Изба на пустынном берегу

01 ноября 1976 года, 00:00

Фото автора

Всему виною было солнце. После долгих пасмурных дней оно наконец-то прорвало облака, растопило их, и над нами раскрылось синее небо. Доски флюгеров на метеоплощадке, вот уже несколько дней застыв отвесно, показывали полный штиль. Тишина стояла такая, что от нее звенело в ушах. А солнце все кружило и кружило по небосводу, не собираясь исчезать, и смотреть на это было невыносимо.

От мыса Челюскин до Малого птичьего базара было, как говорили знатоки, километров двадцать — двадцать пять. Еще с зимы задумал я сходить туда, поснимать непуганых птиц, но после того, как мы остались на пеленгаторе втроем, об этом и думать забыл.

Навигация приближалась, людей на радиостанции, как всегда, не хватало, полярники разъехались в отпуска, и надеяться на то, что пришлют замену, было напрасно. Двенадцатичасовые вахты в эфире изматывали нас так, что после дежурства ни о чем и думать не хотелось, кроме сна. В воздухе постоянно висели самолеты ледовой разведки, выходили на связь суда, целая, россыпь автоматических станций дрейфовала во льдах, и напряжение в эфире не утихало. Дни были сломаны, время летело. Жизнь наша, казалось, замкнулась между пеленгатором, кают-компанией и двухэтажным домом, где мы отсыпались. Разве мыслимо, казалось мне, при таком распорядке вырвать время на столь дальнюю дорогу — туда и обратно пятьдесят километров! Но так думалось лишь до той поры, пока не засветило солнце и не стал. прямо-таки на глазах проседать »и съеживаться снег.

«А почему бы и нет?» — задал я себе традиционный вопрос людей, перестающих слушаться здравого смысла, когда однажды, выйдя на крыльцо подышать, услышал звук журчавшего под снегом ручья. Над льдами пролива в колышущемся мареве угадывались заснеженные горы Северной Земли. До них было не менее девяноста километров. Любуясь редкостным зрелищем, я вспомнил, как в курилке кто-то рассказывал, что однажды оттуда пришли на лыжах полярники из бухты Солнечной. Пришли, передохнули и ушли обратно. Пришли просто так. И тут я отчетливо понял, что дороги на птичий базар мне уже не избежать. План похода родился в тот же миг, словно был давно готов.

Исходные данные:
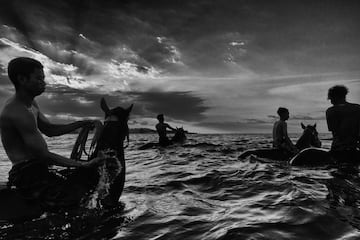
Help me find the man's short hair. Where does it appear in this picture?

Задания:
**A)** Назовите все географические названия, упомянутые в отрывке.
**B)** Перепишите из отрывка без изменений фрагмент от слов «Всему виною было» до слов «это было невыносимо.».
Опирайтесь только на отрывок.

Ответы:
**A)** Мыс Челюскин, Малый птичий базар, Северная Земля, бухта Солнечная.

**B)**
Всему виною было солнце. После долгих пасмурных дней оно наконец-то прорвало облака, растопило их, и над нами раскрылось синее небо. Доски флюгеров на метеоплощадке, вот уже несколько дней застыв отвесно, показывали полный штиль. Тишина стояла такая, что от нее звенело в ушах. А солнце все кружило и кружило по небосводу, не собираясь исчезать, и смотреть на это было невыносимо.